◆ **PROBLEMS TO WORK ON**:
a - From the blog post, copy the passage from "If you live" up to and including "leave your house.".
b - In the blog post, list the things by which everyone is said to know every person in a 20+ kilometer radius.
c - Answer these questions from the blog post:
(i) On what date was the post written?
(ii) What is the Spanish word used for the vigil?
(iii) How many women, at least, are crammed into the kitchen?

◆ **SOURCE EXTRACT**:
++++++
Friday, April 29, 2011

and to dust

(Written March 27th)


If you live in a town smaller than most US high schools, everything -- and I mean everything -- becomes a big deal. Rubbernecker syndrome runs rampant. Maintaining any sort of privacy in a community where everyone is related three different ways and knows every person in a 20+ kilometer radius by name, face, and latest rumor is little more than a pleasant fantasy. Pueblo pequeño, incendio grande, so the saying goes, and whether it’s a scandal or a stranger walking through town, it helps to accept that the fishbowl isn’t ever going to go away, as much as it might make life easier if your neighbors weren’t discussing how often you do your laundry or where you go when you leave your house.

But there are ways in which such a tight-knit community shines. This week I had yet another meeting interrupted and indefinitely postponed by a funeral, which made me angry, and then pensive.

Funerals here start, for all intents and purposes, the moment someone passes away. Family, friends, and neighbors come from wherever they are in whatever transportation they can find as soon as the coconut grapevine kicks into overdrive with the news. The body is laid out in humble state, wrapped in white. The house (or wherever the vigil -- the vela -- is held; we’ve had one in the health center before) is strewn with flowers. At least sixty women are crammed into the tiny, smoky kitchen making coffee and washing cups; more bring thermoses or food to pass around, their voices hushed. Candles are lit; men drag out ladders and argue about how to string more bare light bulbs outside. Someone finds the key to the town office and sets up an open tent with plastic chairs underneath, so that people can sit outside to sip their coffee after they pay their respects. The Catholic pastor and the evangelical preacher both come to lead prayers and hymns over the body. People hold hands. They hug. They talk, or they sit in silence. Kids run around, somehow always underfoot.
++++++
◆ **SUPPLIED INFORMATION**:
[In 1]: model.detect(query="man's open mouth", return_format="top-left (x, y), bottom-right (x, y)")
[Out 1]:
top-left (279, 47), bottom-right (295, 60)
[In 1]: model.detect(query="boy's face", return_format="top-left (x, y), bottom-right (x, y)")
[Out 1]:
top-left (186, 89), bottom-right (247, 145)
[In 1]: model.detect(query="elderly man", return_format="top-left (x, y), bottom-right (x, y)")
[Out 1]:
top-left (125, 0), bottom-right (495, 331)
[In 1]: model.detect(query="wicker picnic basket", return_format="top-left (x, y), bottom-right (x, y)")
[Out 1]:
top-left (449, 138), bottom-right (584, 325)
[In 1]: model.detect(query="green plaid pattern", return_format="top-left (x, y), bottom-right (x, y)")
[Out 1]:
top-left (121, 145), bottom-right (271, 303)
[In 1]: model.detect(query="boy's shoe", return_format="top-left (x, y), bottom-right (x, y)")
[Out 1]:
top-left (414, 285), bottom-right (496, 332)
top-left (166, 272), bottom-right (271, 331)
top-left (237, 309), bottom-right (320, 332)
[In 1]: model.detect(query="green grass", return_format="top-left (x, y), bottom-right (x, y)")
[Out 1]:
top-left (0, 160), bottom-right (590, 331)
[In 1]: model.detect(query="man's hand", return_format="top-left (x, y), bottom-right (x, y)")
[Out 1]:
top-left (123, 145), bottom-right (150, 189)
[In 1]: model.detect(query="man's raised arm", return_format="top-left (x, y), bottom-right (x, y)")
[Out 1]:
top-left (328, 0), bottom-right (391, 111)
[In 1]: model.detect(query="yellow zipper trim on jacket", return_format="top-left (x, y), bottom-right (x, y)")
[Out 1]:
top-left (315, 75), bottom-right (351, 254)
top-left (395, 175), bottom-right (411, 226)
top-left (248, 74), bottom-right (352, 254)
++++++
◆ **WRITTEN ANSWERS**:
a -
If you live in a town smaller than most US high schools, everything -- and I mean everything -- becomes a big deal. Rubbernecker syndrome runs rampant. Maintaining any sort of privacy in a community where everyone is related three different ways and knows every person in a 20+ kilometer radius by name, face, and latest rumor is little more than a pleasant fantasy. Pueblo pequeño, incendio grande, so the saying goes, and whether it’s a scandal or a stranger walking through town, it helps to accept that the fishbowl isn’t ever going to go away, as much as it might make life easier if your neighbors weren’t discussing how often you do your laundry or where you go when you leave your house.

b - name, face, latest rumor

c -
(i) March 27th
(ii) vela
(iii) sixty